● **Work to be completed**:
Starting with the line that contains "for the autumn" and going on through the end of the listing, write out those lines again with the requests included. Multiply every bounding box coordinate in the answers by 0.2, round each result to a whole number with halves rounded up, and omit the pictures.

[Collected data entries]
------

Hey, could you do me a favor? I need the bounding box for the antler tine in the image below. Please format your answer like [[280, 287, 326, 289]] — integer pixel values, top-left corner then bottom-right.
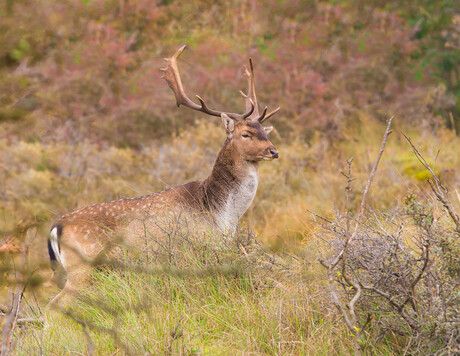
[[257, 107, 281, 123], [240, 58, 259, 118], [161, 45, 254, 121]]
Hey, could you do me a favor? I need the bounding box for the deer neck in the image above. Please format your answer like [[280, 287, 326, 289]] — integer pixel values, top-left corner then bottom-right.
[[204, 139, 259, 234]]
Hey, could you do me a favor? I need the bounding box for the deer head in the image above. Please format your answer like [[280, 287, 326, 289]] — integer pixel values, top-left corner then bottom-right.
[[161, 45, 280, 161]]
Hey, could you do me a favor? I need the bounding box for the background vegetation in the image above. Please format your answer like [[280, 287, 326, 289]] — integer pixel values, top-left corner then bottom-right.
[[0, 0, 460, 355]]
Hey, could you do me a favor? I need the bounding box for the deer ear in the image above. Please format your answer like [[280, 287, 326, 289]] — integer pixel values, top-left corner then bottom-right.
[[221, 113, 235, 135], [264, 126, 273, 135]]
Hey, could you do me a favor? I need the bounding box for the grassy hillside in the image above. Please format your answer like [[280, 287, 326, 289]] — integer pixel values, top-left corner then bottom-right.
[[0, 0, 460, 355]]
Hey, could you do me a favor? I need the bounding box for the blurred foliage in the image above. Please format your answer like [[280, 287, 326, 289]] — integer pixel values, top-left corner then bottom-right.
[[0, 0, 460, 236], [0, 0, 460, 354]]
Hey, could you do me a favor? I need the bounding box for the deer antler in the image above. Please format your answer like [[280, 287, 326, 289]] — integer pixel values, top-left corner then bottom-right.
[[161, 45, 254, 121], [240, 58, 280, 123]]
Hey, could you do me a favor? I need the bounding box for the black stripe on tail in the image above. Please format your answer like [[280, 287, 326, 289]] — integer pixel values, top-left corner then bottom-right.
[[48, 224, 62, 271]]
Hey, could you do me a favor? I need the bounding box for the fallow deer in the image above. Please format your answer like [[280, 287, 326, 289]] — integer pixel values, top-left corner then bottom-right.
[[48, 45, 279, 299]]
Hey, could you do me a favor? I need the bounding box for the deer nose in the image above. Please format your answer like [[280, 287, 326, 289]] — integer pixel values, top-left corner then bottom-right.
[[268, 146, 279, 158]]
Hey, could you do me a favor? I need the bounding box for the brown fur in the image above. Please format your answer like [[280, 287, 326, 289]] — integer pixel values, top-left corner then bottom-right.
[[50, 121, 277, 304]]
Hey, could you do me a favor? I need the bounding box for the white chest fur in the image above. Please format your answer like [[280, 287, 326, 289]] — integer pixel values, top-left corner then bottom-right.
[[216, 166, 259, 234]]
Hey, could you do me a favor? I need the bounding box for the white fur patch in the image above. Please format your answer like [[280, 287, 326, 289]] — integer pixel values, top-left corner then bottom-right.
[[50, 227, 65, 266], [216, 166, 259, 235]]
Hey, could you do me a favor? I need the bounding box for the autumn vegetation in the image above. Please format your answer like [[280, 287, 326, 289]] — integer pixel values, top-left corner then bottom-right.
[[0, 0, 460, 355]]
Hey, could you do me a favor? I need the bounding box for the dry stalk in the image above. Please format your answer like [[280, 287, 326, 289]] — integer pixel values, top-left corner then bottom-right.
[[319, 116, 394, 355], [402, 133, 460, 233], [0, 229, 37, 356]]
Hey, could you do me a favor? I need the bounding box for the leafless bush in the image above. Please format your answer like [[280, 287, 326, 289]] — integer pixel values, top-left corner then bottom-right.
[[320, 121, 460, 355]]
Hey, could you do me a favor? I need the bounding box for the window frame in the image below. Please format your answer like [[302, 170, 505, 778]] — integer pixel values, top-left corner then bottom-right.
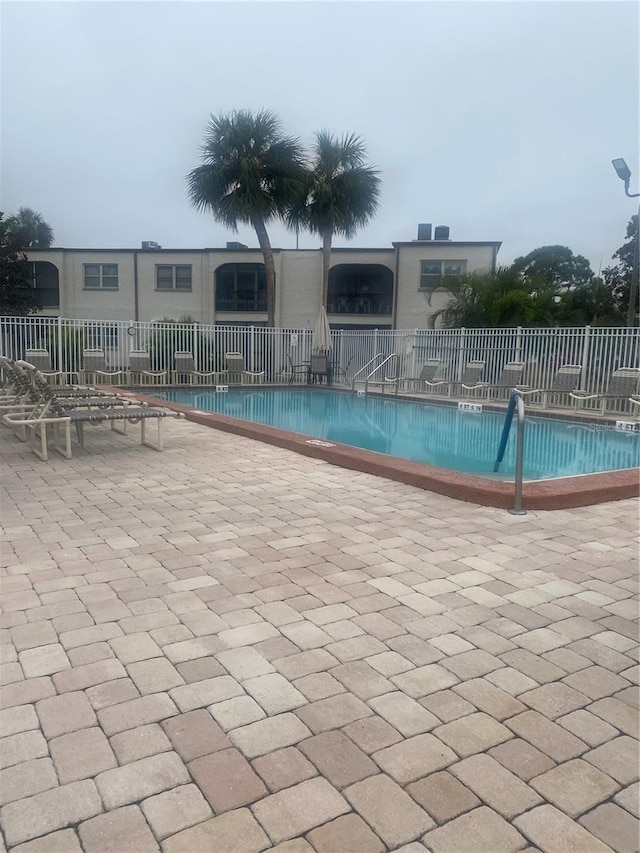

------

● **Right answer**:
Hey, could you do me a favor? I need the bounding box for the autumn vegetation in the image above. Please format your answer like [[280, 287, 326, 289]] — integer pixel values, top-left corner then bottom-right.
[[0, 0, 92, 71]]
Hey, could you do me a favor? I need the bounding box for the dry stalk in the image above. Please format your answer like [[280, 287, 326, 289]] — integer pixel values, top-left corner then bottom-right.
[[64, 23, 79, 71], [80, 27, 92, 47], [0, 46, 7, 71]]
Hey, could you do me a favor? I need the bounding box for the leafless bush in the image above. Please format your answer like [[280, 287, 326, 289]] — integer pixel values, top-left corner then bottom-right.
[[64, 24, 92, 71]]
Hey, could you do me a favor? I need the bounding box for the window frame in the image below. Please format your answer like [[302, 170, 505, 778]] — integer pixel values, top-left corner then bottom-right.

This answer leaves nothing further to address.